As our Committee said in its report on the 1999 Festival, some of its achievements were: The consolidation of this singular poetic project, at a time of great social and political tension and serious economic crisis in the country, when there were closures of factories and banks went bankrupt; the qualification of an audience that listened to poetry and bought poetry books, as was reported by bookshops that had a 50% sales increase; the widening of the Festival to new venues and cities, and the increase of readings to 77 in Medellín and the country; and the valuable participation of a group of important poets from the five continents, that contributed to the breaking of Colombia’s cultural isolation.

Poetry is the highest dialogue of the human spirit. It makes possible for men and women, for centuries at the edge of the abyss, to recover their lost memory and equilibrium, in order to transcend our difficult condition. Colombian youth does not see salvation in poetry. It sees itself. Poetry is the youth of the world. Poetry does not stop hunger, but it makes us hungry of infinity.

WORK REQUIRED =
Transcribe the passage on the 1999 poetry festival word for word, from "As our Committee" to "Colombia’s cultural isolation.".

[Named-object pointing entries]
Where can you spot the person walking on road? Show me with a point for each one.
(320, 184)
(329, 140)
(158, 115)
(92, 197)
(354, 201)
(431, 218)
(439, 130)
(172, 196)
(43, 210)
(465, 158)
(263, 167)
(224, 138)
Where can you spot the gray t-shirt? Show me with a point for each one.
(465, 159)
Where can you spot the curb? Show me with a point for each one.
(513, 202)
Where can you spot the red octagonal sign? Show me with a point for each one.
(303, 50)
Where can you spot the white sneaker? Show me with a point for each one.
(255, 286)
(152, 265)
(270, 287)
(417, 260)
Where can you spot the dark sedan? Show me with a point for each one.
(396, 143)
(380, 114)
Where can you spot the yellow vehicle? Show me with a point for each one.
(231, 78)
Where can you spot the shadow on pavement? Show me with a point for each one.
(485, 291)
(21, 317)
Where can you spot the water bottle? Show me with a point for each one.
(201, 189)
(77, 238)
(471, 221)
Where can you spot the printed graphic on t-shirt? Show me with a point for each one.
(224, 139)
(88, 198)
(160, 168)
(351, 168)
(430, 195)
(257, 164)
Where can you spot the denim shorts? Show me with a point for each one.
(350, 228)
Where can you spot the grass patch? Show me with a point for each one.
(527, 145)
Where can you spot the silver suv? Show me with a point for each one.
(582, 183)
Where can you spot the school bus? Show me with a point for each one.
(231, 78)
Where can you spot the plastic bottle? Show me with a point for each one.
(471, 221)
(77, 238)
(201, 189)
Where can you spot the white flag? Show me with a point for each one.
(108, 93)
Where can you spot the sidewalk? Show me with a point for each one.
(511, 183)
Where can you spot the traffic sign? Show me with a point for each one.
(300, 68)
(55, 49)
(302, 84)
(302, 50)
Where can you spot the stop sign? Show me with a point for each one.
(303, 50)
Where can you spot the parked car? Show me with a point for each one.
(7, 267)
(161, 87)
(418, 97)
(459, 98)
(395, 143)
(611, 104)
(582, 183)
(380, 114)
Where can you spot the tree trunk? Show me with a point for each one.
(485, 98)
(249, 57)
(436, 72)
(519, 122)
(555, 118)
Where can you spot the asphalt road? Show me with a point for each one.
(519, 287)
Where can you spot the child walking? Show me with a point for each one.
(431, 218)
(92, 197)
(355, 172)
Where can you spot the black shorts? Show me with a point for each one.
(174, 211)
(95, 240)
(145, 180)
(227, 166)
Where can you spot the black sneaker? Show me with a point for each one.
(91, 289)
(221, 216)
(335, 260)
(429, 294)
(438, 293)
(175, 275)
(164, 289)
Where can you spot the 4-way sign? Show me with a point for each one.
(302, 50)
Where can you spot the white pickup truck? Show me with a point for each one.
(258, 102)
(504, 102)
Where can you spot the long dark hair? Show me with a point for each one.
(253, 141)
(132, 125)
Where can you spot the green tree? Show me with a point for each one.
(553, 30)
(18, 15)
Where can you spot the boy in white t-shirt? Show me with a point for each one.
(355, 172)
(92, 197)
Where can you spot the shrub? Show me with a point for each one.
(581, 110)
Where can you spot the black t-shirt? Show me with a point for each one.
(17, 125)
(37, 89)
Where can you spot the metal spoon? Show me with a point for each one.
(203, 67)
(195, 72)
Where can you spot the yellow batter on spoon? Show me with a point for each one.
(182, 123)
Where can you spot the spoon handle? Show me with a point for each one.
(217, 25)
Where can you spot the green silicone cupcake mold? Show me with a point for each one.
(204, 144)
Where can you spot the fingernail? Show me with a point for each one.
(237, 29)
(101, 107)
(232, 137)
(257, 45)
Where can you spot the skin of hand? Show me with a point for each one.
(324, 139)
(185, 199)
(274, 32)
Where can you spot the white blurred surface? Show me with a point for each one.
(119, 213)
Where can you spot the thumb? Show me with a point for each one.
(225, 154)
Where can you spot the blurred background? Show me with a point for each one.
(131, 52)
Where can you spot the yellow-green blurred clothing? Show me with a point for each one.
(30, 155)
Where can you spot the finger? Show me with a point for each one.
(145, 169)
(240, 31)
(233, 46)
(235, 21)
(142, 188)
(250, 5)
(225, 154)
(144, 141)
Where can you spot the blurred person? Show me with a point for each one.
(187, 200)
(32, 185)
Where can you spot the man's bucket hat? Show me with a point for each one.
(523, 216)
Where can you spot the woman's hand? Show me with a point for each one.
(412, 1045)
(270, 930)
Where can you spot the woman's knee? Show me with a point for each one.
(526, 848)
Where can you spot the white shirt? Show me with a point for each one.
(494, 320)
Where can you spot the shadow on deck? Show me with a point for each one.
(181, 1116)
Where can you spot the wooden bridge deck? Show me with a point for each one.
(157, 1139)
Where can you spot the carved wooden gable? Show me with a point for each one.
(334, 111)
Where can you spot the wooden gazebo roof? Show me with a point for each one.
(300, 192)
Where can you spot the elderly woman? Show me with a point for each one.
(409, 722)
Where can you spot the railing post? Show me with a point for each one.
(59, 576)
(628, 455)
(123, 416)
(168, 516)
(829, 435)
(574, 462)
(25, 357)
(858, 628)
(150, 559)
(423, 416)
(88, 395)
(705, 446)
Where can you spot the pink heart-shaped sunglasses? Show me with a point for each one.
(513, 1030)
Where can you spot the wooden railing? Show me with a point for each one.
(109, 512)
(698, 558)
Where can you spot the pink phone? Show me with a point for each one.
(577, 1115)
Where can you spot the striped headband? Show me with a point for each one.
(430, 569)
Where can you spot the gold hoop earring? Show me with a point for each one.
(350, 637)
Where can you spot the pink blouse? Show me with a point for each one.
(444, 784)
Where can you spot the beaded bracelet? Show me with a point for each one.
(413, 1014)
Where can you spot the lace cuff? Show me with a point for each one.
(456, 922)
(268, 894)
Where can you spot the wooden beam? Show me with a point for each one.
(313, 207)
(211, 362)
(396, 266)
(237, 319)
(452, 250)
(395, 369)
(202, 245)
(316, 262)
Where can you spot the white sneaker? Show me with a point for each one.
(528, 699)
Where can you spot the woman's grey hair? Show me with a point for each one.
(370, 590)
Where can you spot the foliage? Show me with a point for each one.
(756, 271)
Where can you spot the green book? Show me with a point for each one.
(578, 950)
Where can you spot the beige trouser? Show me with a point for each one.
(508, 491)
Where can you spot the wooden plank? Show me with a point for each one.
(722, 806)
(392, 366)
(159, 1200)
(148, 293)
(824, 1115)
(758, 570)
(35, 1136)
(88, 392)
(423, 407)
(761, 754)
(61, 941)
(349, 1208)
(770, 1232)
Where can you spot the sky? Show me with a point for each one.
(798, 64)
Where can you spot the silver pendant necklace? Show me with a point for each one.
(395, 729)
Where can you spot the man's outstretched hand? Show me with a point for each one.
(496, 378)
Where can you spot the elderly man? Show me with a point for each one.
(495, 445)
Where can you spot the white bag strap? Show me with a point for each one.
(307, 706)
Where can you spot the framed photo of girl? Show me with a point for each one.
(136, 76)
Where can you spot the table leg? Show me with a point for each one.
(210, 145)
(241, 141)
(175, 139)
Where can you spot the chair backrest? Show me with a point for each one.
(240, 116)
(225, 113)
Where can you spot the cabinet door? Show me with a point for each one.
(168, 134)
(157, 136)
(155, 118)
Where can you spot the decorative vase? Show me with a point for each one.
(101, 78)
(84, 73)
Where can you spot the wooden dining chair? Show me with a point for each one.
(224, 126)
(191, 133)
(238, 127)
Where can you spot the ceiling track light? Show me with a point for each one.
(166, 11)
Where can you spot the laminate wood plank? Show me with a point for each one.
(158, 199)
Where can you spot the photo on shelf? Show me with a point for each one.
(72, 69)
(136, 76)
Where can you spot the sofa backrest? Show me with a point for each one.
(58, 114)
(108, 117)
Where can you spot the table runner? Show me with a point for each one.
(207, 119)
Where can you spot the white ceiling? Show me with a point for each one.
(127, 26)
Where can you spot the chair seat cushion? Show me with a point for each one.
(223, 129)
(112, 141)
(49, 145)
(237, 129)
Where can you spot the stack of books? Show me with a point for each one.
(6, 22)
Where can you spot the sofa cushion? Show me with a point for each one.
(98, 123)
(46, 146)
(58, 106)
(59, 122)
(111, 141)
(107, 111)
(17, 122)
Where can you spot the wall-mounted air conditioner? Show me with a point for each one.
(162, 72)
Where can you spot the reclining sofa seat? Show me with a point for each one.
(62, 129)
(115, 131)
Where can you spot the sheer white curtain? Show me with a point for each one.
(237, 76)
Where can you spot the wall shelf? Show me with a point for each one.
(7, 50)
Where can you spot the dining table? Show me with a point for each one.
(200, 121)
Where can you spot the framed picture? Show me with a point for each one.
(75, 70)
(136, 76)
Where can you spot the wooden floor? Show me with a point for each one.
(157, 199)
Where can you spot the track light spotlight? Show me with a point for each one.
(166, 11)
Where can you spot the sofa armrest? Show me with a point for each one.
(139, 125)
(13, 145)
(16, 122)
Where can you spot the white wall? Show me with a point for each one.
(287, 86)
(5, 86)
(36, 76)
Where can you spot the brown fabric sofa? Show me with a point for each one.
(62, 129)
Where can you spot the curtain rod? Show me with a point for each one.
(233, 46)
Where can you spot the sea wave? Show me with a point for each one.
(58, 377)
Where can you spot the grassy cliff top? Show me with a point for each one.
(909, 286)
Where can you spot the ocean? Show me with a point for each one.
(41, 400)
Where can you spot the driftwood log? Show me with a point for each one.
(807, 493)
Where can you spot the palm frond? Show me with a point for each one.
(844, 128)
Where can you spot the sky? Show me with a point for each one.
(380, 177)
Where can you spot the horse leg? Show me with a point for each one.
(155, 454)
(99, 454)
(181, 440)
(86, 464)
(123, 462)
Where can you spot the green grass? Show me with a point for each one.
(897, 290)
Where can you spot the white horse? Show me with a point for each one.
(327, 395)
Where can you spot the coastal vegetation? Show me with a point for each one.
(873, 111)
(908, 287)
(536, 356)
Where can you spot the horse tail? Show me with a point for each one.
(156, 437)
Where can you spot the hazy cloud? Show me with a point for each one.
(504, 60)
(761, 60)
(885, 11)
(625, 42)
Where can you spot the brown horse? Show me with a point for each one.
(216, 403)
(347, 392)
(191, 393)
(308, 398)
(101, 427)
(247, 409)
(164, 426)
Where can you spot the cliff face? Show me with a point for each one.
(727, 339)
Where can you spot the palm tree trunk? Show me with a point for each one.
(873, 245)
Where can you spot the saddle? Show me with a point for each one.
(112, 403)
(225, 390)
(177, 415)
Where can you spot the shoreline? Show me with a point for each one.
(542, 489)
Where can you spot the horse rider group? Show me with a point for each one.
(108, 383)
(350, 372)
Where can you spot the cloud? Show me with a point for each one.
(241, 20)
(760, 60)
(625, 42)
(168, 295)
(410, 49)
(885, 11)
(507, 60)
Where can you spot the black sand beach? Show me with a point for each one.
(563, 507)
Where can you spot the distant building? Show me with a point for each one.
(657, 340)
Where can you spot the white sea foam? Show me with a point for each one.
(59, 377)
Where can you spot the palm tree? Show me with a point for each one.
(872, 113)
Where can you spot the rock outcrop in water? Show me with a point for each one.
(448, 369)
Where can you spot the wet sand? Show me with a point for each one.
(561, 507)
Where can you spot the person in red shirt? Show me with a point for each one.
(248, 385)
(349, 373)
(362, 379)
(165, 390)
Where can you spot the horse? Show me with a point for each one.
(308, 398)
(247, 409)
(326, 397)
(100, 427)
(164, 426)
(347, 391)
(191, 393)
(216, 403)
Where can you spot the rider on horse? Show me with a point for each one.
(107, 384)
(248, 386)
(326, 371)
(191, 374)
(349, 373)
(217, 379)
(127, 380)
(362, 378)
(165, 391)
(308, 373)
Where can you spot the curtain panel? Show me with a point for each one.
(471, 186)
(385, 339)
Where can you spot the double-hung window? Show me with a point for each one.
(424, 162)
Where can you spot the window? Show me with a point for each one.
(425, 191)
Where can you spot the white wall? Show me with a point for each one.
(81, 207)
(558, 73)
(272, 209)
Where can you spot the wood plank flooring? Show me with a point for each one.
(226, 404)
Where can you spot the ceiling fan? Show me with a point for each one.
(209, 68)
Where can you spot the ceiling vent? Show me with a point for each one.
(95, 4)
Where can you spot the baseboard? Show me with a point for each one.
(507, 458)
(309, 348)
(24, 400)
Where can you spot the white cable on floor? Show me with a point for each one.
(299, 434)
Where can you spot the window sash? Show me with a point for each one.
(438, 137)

IN RESPONSE =
As our Committee said in its report on the 1999 Festival, some of its achievements were: The consolidation of this singular poetic project, at a time of great social and political tension and serious economic crisis in the country, when there were closures of factories and banks went bankrupt; the qualification of an audience that listened to poetry and bought poetry books, as was reported by bookshops that had a 50% sales increase; the widening of the Festival to new venues and cities, and the increase of readings to 77 in Medellín and the country; and the valuable participation of a group of important poets from the five continents, that contributed to the breaking of Colombia’s cultural isolation.